From the line containing "shop door in the photo above." through the last line of the data, both ends included, write out every line exactly; omit the pictures.

******

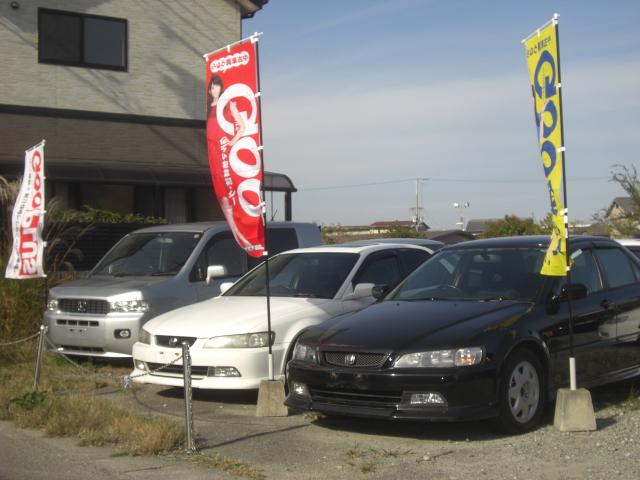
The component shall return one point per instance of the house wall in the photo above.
(166, 40)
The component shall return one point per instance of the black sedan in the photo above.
(476, 332)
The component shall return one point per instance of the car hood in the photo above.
(104, 286)
(232, 315)
(401, 325)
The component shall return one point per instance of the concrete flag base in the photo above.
(574, 411)
(271, 399)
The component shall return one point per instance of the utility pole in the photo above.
(418, 208)
(462, 206)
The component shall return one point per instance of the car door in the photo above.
(593, 323)
(622, 275)
(221, 249)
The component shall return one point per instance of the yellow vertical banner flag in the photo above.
(543, 61)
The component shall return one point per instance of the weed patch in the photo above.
(231, 466)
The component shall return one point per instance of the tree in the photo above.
(628, 222)
(511, 225)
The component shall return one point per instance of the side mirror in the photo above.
(380, 291)
(578, 291)
(361, 290)
(225, 286)
(215, 271)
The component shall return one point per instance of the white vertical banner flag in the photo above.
(26, 260)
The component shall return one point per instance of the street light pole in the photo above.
(462, 206)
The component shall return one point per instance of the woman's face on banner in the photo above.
(215, 90)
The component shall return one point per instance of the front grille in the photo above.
(78, 323)
(83, 305)
(176, 370)
(362, 399)
(355, 359)
(83, 349)
(174, 342)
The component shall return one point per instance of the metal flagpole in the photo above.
(254, 39)
(572, 360)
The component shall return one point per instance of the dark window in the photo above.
(584, 271)
(617, 266)
(278, 240)
(412, 259)
(75, 39)
(221, 250)
(379, 271)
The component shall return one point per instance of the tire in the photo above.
(522, 393)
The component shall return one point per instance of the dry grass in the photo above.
(67, 406)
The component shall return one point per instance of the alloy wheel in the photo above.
(523, 392)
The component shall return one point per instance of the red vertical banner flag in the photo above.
(27, 252)
(233, 140)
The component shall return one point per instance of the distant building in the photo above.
(477, 226)
(117, 89)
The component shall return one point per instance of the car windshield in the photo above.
(149, 254)
(309, 274)
(483, 274)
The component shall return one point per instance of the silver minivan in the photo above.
(149, 272)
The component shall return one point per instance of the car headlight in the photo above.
(144, 336)
(245, 340)
(305, 353)
(461, 357)
(129, 306)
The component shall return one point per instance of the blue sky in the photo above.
(361, 97)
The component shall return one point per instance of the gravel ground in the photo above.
(314, 447)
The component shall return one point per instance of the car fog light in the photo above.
(299, 389)
(427, 398)
(123, 333)
(223, 372)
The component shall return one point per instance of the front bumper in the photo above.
(470, 395)
(93, 335)
(251, 363)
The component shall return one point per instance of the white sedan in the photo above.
(228, 334)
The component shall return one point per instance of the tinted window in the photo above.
(148, 254)
(278, 240)
(476, 274)
(412, 258)
(379, 271)
(221, 250)
(584, 271)
(69, 38)
(311, 275)
(617, 266)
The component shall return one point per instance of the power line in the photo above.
(444, 180)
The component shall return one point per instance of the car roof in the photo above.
(201, 227)
(628, 241)
(358, 249)
(530, 241)
(422, 242)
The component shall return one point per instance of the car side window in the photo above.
(378, 270)
(278, 240)
(413, 258)
(584, 270)
(617, 266)
(222, 249)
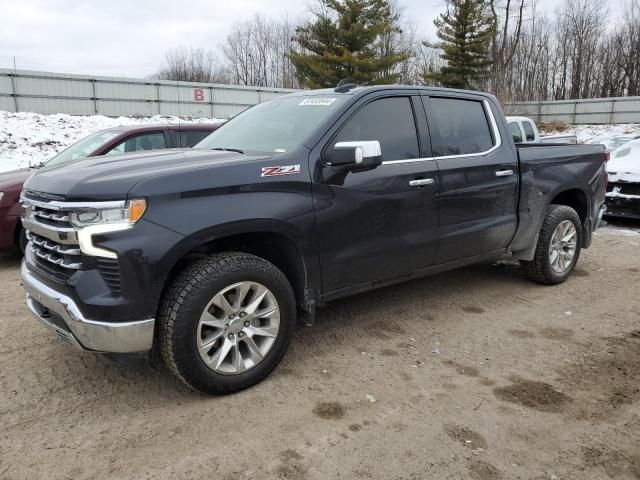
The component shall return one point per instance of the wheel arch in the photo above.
(575, 198)
(273, 241)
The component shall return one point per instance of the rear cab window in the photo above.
(529, 131)
(188, 138)
(145, 141)
(516, 133)
(458, 126)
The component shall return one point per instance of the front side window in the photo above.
(147, 141)
(528, 131)
(388, 120)
(458, 127)
(514, 129)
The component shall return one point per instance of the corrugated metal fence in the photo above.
(591, 111)
(43, 92)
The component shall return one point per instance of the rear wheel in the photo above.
(558, 248)
(226, 322)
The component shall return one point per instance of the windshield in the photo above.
(83, 148)
(276, 126)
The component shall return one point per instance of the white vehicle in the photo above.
(613, 142)
(623, 189)
(524, 130)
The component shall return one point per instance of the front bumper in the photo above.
(61, 314)
(601, 213)
(8, 226)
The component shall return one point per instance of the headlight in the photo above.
(96, 221)
(126, 215)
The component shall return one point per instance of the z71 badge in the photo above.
(282, 170)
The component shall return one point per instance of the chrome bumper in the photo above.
(58, 311)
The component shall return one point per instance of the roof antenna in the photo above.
(345, 85)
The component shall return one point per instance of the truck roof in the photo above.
(162, 126)
(362, 90)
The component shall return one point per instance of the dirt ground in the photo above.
(476, 374)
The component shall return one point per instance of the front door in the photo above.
(478, 177)
(381, 223)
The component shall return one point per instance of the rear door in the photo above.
(380, 223)
(478, 177)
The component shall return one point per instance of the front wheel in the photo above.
(226, 322)
(558, 248)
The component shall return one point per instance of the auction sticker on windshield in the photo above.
(318, 101)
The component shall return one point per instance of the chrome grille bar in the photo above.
(55, 248)
(56, 261)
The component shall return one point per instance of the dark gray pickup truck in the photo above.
(208, 256)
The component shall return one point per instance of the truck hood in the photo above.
(14, 179)
(112, 177)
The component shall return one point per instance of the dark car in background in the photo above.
(112, 141)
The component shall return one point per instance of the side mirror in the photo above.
(363, 155)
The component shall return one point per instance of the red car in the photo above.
(113, 141)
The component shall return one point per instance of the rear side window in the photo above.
(514, 129)
(528, 131)
(147, 141)
(458, 127)
(187, 139)
(388, 120)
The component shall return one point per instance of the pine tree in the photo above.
(341, 43)
(465, 31)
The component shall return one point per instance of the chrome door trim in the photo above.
(421, 182)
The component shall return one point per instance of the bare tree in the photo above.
(192, 65)
(256, 53)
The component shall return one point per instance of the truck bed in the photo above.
(544, 169)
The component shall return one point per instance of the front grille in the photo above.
(57, 260)
(624, 188)
(53, 241)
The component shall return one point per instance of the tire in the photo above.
(22, 240)
(192, 298)
(542, 268)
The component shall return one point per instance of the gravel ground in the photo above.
(475, 373)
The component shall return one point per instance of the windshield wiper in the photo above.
(237, 150)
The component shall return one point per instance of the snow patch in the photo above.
(592, 133)
(29, 138)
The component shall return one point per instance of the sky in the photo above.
(130, 37)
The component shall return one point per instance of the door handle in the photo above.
(421, 182)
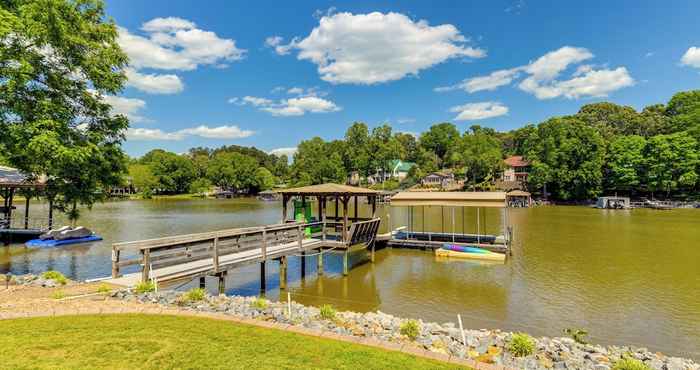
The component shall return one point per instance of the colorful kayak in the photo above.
(50, 243)
(459, 251)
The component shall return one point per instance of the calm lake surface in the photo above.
(628, 277)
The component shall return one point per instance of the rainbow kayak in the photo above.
(459, 251)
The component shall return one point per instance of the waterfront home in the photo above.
(515, 173)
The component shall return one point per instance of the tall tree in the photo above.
(439, 139)
(57, 59)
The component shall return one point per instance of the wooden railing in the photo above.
(177, 250)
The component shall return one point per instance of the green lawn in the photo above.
(155, 342)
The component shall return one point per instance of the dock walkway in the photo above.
(214, 253)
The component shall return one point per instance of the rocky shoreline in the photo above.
(489, 346)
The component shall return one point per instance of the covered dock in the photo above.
(199, 255)
(12, 228)
(407, 237)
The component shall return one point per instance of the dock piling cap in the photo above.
(450, 199)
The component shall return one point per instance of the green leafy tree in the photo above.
(672, 162)
(626, 163)
(57, 59)
(264, 180)
(439, 139)
(568, 158)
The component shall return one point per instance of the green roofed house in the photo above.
(398, 170)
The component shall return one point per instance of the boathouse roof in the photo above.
(329, 189)
(12, 177)
(450, 199)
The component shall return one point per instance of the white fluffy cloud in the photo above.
(173, 44)
(691, 57)
(221, 132)
(542, 77)
(376, 47)
(307, 100)
(477, 111)
(283, 151)
(154, 83)
(129, 107)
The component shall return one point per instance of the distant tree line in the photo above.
(230, 168)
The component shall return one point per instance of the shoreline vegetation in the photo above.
(442, 341)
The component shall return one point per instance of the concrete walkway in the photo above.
(22, 302)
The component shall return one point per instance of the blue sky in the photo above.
(270, 74)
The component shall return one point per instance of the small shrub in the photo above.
(59, 294)
(195, 295)
(55, 276)
(327, 312)
(578, 335)
(260, 303)
(411, 329)
(630, 364)
(521, 345)
(145, 287)
(104, 289)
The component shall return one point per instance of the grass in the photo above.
(156, 342)
(55, 276)
(521, 345)
(327, 312)
(411, 329)
(260, 303)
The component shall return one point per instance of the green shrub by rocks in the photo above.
(411, 329)
(521, 345)
(55, 276)
(630, 364)
(327, 312)
(260, 303)
(195, 295)
(145, 287)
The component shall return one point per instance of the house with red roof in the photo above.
(516, 171)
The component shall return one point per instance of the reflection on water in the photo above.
(625, 276)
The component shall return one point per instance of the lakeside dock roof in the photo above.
(450, 199)
(329, 189)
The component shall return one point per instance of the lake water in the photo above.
(628, 277)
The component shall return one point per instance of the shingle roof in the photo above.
(328, 189)
(516, 161)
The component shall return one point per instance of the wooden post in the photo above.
(262, 277)
(356, 208)
(50, 213)
(345, 263)
(222, 283)
(319, 262)
(26, 212)
(115, 262)
(215, 259)
(345, 218)
(146, 272)
(283, 272)
(284, 208)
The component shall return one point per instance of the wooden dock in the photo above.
(214, 253)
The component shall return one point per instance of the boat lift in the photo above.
(406, 237)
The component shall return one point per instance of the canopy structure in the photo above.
(341, 194)
(450, 199)
(329, 189)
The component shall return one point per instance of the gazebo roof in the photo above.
(450, 199)
(329, 189)
(13, 178)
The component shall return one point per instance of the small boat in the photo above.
(467, 252)
(64, 236)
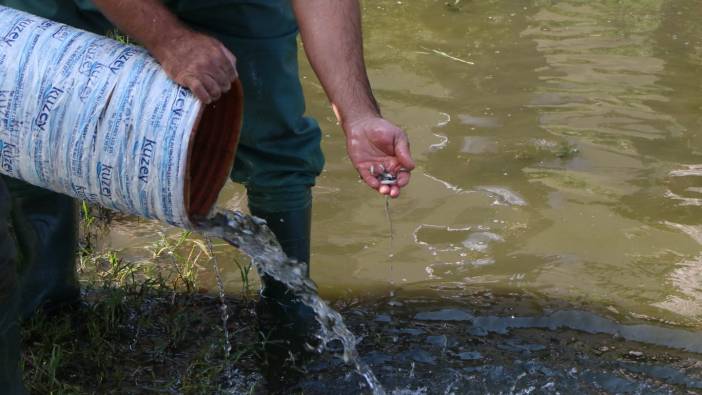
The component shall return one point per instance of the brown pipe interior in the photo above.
(212, 151)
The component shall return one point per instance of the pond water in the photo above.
(559, 160)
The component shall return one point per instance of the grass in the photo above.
(145, 326)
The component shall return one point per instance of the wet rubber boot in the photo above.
(288, 319)
(46, 228)
(10, 374)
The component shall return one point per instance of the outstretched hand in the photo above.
(376, 146)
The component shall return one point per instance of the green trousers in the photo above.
(278, 158)
(279, 153)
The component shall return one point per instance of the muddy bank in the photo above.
(148, 339)
(502, 344)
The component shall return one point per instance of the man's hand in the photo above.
(376, 146)
(191, 59)
(331, 31)
(199, 62)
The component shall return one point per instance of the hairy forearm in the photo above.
(148, 22)
(331, 33)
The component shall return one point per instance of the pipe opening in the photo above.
(212, 151)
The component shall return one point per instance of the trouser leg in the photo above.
(45, 224)
(10, 374)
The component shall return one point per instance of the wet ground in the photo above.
(484, 343)
(559, 165)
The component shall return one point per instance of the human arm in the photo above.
(331, 33)
(192, 59)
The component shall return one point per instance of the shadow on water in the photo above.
(487, 343)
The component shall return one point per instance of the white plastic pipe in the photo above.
(87, 116)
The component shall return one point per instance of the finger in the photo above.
(368, 178)
(229, 66)
(402, 152)
(222, 80)
(197, 88)
(212, 87)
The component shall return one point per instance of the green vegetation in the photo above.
(144, 327)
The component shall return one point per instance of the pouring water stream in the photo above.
(252, 236)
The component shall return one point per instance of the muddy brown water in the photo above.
(559, 153)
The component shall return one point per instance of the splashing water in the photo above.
(252, 236)
(224, 310)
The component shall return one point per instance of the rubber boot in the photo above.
(10, 374)
(288, 321)
(46, 228)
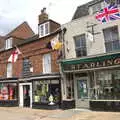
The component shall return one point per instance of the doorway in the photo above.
(81, 93)
(25, 94)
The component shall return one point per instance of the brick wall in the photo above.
(34, 51)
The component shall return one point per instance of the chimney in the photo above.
(43, 16)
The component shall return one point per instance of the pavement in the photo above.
(17, 113)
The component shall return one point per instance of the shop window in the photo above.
(47, 63)
(8, 43)
(44, 90)
(80, 45)
(69, 86)
(106, 85)
(43, 29)
(8, 91)
(26, 67)
(9, 70)
(111, 38)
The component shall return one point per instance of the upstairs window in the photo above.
(80, 45)
(26, 67)
(8, 43)
(44, 29)
(47, 63)
(96, 7)
(111, 38)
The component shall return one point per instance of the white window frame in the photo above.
(8, 43)
(9, 70)
(43, 33)
(95, 6)
(47, 63)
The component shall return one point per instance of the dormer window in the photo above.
(44, 29)
(8, 43)
(93, 9)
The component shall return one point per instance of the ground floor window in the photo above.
(8, 91)
(69, 86)
(46, 91)
(106, 85)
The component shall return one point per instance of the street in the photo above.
(16, 113)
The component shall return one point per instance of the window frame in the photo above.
(8, 43)
(9, 70)
(112, 40)
(42, 31)
(82, 48)
(47, 69)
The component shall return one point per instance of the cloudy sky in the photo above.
(14, 12)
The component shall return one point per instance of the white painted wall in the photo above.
(79, 26)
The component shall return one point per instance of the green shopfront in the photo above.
(92, 82)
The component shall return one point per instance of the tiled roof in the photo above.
(22, 31)
(83, 9)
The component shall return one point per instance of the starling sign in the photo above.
(91, 63)
(112, 2)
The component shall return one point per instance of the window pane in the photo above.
(46, 29)
(80, 45)
(111, 38)
(9, 91)
(47, 63)
(9, 70)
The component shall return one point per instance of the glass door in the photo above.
(82, 93)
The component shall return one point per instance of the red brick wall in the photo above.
(34, 51)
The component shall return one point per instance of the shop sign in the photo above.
(97, 64)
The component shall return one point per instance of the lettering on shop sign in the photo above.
(111, 62)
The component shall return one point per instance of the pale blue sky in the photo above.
(14, 12)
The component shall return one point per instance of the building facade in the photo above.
(34, 79)
(91, 65)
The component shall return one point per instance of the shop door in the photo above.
(82, 93)
(25, 92)
(26, 95)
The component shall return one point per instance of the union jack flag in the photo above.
(107, 14)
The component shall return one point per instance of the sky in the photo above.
(15, 12)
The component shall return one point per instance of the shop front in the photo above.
(41, 91)
(47, 91)
(93, 82)
(9, 92)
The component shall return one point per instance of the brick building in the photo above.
(35, 74)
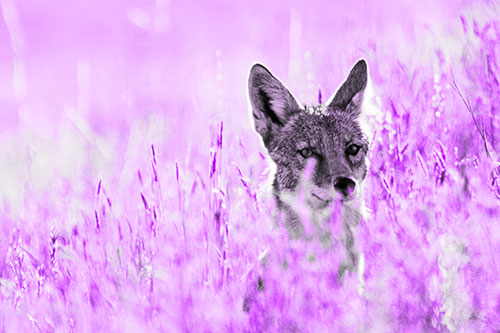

******

### EXERCISE SOLUTION
The component shall return one point per instance of the shop door in the photo above.
(82, 93)
(25, 92)
(26, 95)
The component shall return one point per instance of the union jack flag in the photo above.
(107, 14)
The component shall return one point per instance of the sky in the photo above.
(15, 12)
The component shall return one point per instance of the shop front in the photo above.
(41, 91)
(47, 91)
(93, 82)
(9, 92)
The component shall return one point per instance of the brick building in the photo above.
(35, 74)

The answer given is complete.